- Entries:
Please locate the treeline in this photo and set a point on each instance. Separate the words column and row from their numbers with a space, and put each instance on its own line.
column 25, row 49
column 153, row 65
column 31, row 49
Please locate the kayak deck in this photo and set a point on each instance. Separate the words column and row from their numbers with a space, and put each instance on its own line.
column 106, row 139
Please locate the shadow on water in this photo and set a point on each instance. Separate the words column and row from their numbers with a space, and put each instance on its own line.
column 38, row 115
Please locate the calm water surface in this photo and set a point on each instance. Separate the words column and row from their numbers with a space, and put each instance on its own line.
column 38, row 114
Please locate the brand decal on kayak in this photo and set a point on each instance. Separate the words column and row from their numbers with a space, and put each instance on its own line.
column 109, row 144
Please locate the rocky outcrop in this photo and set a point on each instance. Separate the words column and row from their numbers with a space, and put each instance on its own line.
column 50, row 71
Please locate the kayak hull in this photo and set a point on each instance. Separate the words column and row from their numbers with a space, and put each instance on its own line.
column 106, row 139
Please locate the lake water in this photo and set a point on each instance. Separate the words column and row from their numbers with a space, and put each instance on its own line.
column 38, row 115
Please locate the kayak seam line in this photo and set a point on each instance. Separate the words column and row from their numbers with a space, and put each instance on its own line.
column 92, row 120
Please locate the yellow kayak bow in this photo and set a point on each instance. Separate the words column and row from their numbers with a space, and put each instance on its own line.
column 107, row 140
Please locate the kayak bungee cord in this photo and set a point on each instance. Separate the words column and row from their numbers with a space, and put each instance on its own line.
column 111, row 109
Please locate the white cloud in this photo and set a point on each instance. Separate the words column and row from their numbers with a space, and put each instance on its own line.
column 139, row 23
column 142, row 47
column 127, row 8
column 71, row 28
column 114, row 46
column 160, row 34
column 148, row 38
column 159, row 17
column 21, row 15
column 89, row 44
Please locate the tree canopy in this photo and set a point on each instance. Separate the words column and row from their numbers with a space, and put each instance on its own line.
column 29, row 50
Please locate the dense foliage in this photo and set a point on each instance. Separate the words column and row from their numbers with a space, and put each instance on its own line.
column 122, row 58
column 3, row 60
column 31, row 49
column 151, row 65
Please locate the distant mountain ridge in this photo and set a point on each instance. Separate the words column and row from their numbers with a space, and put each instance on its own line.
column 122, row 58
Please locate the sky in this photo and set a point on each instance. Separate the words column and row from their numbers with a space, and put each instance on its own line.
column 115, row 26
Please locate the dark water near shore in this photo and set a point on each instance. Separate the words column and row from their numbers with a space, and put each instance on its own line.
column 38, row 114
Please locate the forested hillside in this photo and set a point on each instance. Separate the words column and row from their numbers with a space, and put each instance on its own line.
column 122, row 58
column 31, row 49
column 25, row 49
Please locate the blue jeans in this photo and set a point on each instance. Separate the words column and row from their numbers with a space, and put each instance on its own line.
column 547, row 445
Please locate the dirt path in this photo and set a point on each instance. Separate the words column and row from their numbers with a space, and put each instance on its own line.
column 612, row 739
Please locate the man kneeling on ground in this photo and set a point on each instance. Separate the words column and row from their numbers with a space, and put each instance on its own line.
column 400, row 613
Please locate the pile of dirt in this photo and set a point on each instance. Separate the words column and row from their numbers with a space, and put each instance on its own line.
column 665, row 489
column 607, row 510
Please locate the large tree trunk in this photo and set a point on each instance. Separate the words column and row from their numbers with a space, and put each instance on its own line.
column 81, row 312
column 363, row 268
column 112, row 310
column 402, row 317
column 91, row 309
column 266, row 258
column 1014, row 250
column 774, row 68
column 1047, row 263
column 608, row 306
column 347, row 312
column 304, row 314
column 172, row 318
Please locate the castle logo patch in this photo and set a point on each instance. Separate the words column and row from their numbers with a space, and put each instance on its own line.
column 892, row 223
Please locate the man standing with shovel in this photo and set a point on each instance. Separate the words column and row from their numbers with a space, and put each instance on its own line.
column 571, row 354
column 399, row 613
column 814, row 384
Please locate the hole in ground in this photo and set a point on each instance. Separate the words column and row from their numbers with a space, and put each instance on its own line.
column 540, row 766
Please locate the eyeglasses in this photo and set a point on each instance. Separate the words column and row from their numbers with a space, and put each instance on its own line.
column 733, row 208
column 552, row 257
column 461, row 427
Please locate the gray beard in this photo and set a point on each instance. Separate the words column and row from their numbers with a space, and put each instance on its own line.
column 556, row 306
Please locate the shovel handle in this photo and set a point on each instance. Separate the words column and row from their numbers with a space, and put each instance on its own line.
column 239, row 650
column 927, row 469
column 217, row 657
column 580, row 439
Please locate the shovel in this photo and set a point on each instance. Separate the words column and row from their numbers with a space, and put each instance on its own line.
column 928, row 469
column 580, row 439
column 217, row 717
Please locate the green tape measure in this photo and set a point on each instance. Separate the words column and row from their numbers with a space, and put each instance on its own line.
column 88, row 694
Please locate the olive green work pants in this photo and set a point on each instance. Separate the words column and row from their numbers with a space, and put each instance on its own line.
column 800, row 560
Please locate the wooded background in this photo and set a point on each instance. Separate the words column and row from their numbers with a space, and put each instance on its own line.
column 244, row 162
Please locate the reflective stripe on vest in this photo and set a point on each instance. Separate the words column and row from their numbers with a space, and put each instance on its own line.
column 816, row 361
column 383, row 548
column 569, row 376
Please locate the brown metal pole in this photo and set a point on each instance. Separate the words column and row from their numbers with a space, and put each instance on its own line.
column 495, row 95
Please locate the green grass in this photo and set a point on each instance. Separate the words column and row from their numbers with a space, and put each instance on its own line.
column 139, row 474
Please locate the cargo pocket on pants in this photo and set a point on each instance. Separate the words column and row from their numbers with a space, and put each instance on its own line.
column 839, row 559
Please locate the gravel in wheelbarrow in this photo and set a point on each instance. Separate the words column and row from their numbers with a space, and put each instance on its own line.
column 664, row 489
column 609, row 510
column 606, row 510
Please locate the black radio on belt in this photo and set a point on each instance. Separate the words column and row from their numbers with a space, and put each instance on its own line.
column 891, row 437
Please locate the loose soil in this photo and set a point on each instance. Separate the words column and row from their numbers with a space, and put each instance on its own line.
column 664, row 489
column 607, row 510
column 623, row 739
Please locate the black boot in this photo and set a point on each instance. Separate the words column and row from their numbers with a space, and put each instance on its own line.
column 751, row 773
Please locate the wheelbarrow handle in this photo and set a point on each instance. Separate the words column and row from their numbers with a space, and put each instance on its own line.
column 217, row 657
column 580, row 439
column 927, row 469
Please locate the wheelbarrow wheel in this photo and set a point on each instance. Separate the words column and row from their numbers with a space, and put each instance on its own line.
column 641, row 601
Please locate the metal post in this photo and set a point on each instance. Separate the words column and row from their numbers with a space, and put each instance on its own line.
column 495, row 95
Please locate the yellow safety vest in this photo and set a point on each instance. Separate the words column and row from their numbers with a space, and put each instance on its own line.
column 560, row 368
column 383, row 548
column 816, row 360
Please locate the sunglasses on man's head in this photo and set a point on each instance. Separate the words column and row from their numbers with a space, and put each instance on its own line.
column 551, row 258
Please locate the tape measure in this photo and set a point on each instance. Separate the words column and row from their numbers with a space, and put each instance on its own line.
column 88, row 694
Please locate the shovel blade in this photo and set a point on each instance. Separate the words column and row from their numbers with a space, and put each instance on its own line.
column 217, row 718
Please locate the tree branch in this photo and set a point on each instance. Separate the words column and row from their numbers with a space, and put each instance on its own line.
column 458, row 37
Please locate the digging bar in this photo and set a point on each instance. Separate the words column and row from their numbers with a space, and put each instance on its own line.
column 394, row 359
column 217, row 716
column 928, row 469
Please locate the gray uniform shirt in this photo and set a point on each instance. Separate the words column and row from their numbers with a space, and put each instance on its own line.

- Task details:
Reproduce all of the records above, changing every instance of "set a point" to "place a marker" and leaving everything else untouched.

- The answer:
Please locate the treeline in this photo and place a marker on each instance. Separate the words column and row from their numbers with a space, and put each instance on its own line.
column 25, row 49
column 153, row 65
column 31, row 49
Please locate the kayak deck in this photo and place a marker on each instance. Separate the words column and row from their numbers with a space, and put each instance on its own line.
column 106, row 139
Please locate the shadow on water in this photo and place a marker on each instance. Separate the words column and row from their numbers with a space, and put each instance on its own line.
column 38, row 115
Please locate the calm water surface in this photo and place a marker on each instance. Separate the words column and row from their numbers with a space, and put each instance on its own line.
column 38, row 114
Please locate the brand decal on kayak in this photo and place a marker on each instance. Separate the words column and row from their numbers with a space, and put each instance on its own line.
column 109, row 144
Please locate the rocky outcrop in this photo and place a marker on each instance. Separate the words column and row from their numbers with a space, and put each instance on its own line.
column 50, row 71
Please locate the kayak hull in this photo and place a marker on each instance. Separate the words column and row from their numbers with a space, and put each instance on its own line.
column 106, row 139
Please locate the lake water in this photo and place a marker on each instance. Separate the words column and row from their numbers with a space, and put each instance on its own line.
column 38, row 115
Please locate the kayak seam line in this photo and place a marker on each instance. Separate the words column and row from their numbers with a space, and put each instance on its own line.
column 92, row 120
Please locate the yellow kayak bow in this photo and place a marker on each instance. Separate the words column and row from their numbers with a space, and put each instance on its own line.
column 107, row 140
Please locate the kayak bungee cord in this photo and place a marker on each instance. Separate the words column and row from their numbers with a space, and put each instance on its own line.
column 111, row 109
Please locate the white cloud in this photo and place a marker on each instance. Separate the words column and row from their numbers with a space, and put each instance on its own line.
column 139, row 23
column 142, row 47
column 127, row 8
column 71, row 28
column 114, row 46
column 160, row 34
column 148, row 38
column 159, row 17
column 21, row 15
column 89, row 44
Please locate the tree canopy in this photo and place a marker on each instance. Separate the words column and row from their numbers with a space, and put each instance on its own line.
column 29, row 50
Please locate the dense foliage in this photo and place a marker on each instance. Separate the words column and row from their numbers with a space, and put each instance on its own line.
column 122, row 58
column 3, row 60
column 31, row 49
column 151, row 65
Please locate the distant mountain ridge in this photo and place a marker on each instance. Separate the words column and row from their numbers with a space, and put each instance on its own line.
column 122, row 58
Please locate the sky in this photo and place a marker on each instance. Separate the words column and row from their numbers with a space, and put each instance on its own line.
column 115, row 26
Please locate the dark water near shore in this photo and place a marker on each instance. Separate the words column and row from their numbers with a space, and put each instance on its own line.
column 38, row 114
Please locate the forested hillside in this photo and place a marker on each instance. Separate the words column and row from their numbers with a space, and put each instance on its own line.
column 122, row 58
column 31, row 49
column 25, row 49
Please locate the blue jeans in this photo and place a marker on each instance. Separate the words column and row from their numbers with a space, and put each instance on its own line.
column 547, row 445
Please locate the dirt path in this photo and place a marker on each instance. Separate the words column and row from their numbers with a space, and put each instance on its own line.
column 612, row 739
Please locate the man kneeling on ground in this photo and place a marker on each instance. Separate the words column and row from their numbers with a space, and put each instance on its own line.
column 400, row 613
Please locate the pile of dirt in this photo and place a marker on each instance. Separate the words column and row from their numbers with a space, and put each instance on its own line.
column 665, row 489
column 607, row 510
Please locate the large tree trunk in this photo and place a marker on each instance. Separate the words column and row from their numbers with a space, and put each instance on its own line.
column 81, row 312
column 363, row 268
column 112, row 310
column 402, row 317
column 91, row 309
column 266, row 258
column 1014, row 250
column 774, row 68
column 1047, row 263
column 608, row 306
column 347, row 312
column 304, row 314
column 172, row 318
Please locate the castle logo patch in this photo and place a marker on each instance. Separate the words column and row from their numbers with a space, and put each instance on its own line.
column 892, row 223
Please locate the man standing with shovel in this photo and place a marker on each instance. Separate the words column and row from their numbers with a space, and put each instance on its own line.
column 571, row 354
column 399, row 613
column 814, row 384
Please locate the hole in ground in this photo and place a marker on each instance. Separate the words column and row from their numbers with a space, and put each instance on its own line.
column 540, row 766
Please locate the eyeglasses in this photo and place a marker on each instance. Separate the words column and row from their numbers with a space, and put each instance on its own line.
column 733, row 208
column 552, row 257
column 461, row 427
Please locate the gray beard in this photo and place a marker on each instance. Separate the words column and row from their numbers with a space, and put each instance on its own line.
column 556, row 306
Please locate the shovel handle in this photo and place a marker on each instance. Separate the words column and row from their numbers with a space, and put each instance on its own line.
column 239, row 650
column 927, row 469
column 217, row 657
column 580, row 439
Please locate the shovel in this photo and place a marker on each instance. Separate the words column and row from their numbers with a space, and put each instance on its own line.
column 928, row 469
column 580, row 439
column 217, row 717
Please locate the green tape measure in this photo and place a marker on each instance. Separate the words column and row from their numbers with a space, and put each instance on its own line.
column 88, row 694
Please locate the olive green work pants in this photo and place a marker on each instance. Separate the words column and row from their numbers with a space, and put each instance on its own line.
column 800, row 560
Please locate the wooded background in this photo and place a marker on each instance. Separate the words column and row from their numbers with a space, and put each instance on its own line.
column 244, row 162
Please locate the reflective stripe on vest in this photo and place a marker on each instance. Separate the words column and row from their numbers with a space, and put each instance on its own line.
column 816, row 361
column 383, row 548
column 569, row 376
Please locate the brown metal pole in this photo and place a marker on each instance. Separate the words column and row from their numbers with a space, and put each instance on its own line.
column 495, row 95
Please locate the green grass in this photo and place a marker on each instance. Separate the words column and row from their numbers with a space, and put each instance on its own line.
column 139, row 474
Please locate the cargo pocket on pants in this photo and place a marker on each instance. Separate the words column and row from their numbers with a space, and put each instance on its own line.
column 839, row 559
Please locate the gravel in wheelbarrow in this photo and place a marker on each instance. Separate the words column and row from their numbers with a space, and put each instance on its own line.
column 664, row 489
column 609, row 510
column 606, row 510
Please locate the black radio on belt in this photo and place a marker on each instance. Separate the words column and row from their numbers with a space, and put each instance on its own line.
column 891, row 437
Please locate the loose soil in this photo and place a marker on each instance. Separate the words column and row from their numbers with a space, and put each instance on its own line.
column 664, row 489
column 607, row 510
column 623, row 739
Please locate the black boot in this photo and place a marker on each instance. Separate the words column and row from their numbers with a space, and put each instance on its own line.
column 751, row 773
Please locate the wheelbarrow handle in this photo and place a marker on each instance. Separate the words column and row from their numbers with a space, and put each instance on its own line.
column 217, row 657
column 580, row 439
column 927, row 469
Please locate the wheelbarrow wheel in this photo and place a marker on each instance. Separate the words column and row from their numbers with a space, and put each instance on its own line.
column 641, row 601
Please locate the metal post in this photo and place a marker on each instance. Separate the words column and row from their numbers with a space, and put each instance on its own line.
column 495, row 95
Please locate the yellow safety vest in this photo and place a marker on each instance. Separate the words column and row from their numbers with a space, and put each instance on its own line.
column 560, row 368
column 383, row 548
column 816, row 360
Please locate the sunglasses on man's head in this photo and place a marker on each instance. Separate the words column and row from their numbers with a space, and put each instance on its own line.
column 551, row 258
Please locate the tape measure in this photo and place a marker on each instance. Separate the words column and row from their numbers with a space, and put each instance on its own line.
column 88, row 694
Please locate the shovel blade in this photo and place a marker on each instance. Separate the words column and row from their numbers with a space, and put each instance on its own line.
column 217, row 718
Please locate the tree branch in this photo and place a marker on each instance. Separate the words column and row from their numbers with a space, and put each instance on its own line.
column 458, row 37
Please locate the digging bar in this photo and place a marker on each instance. Separate the words column and row from their numbers with a space, and put each instance on its own line.
column 394, row 359
column 217, row 716
column 928, row 469
Please locate the gray uniform shirt in this photo and place a marker on each instance. Separate the words column and row from their numbers with a space, and put each instance on its own line.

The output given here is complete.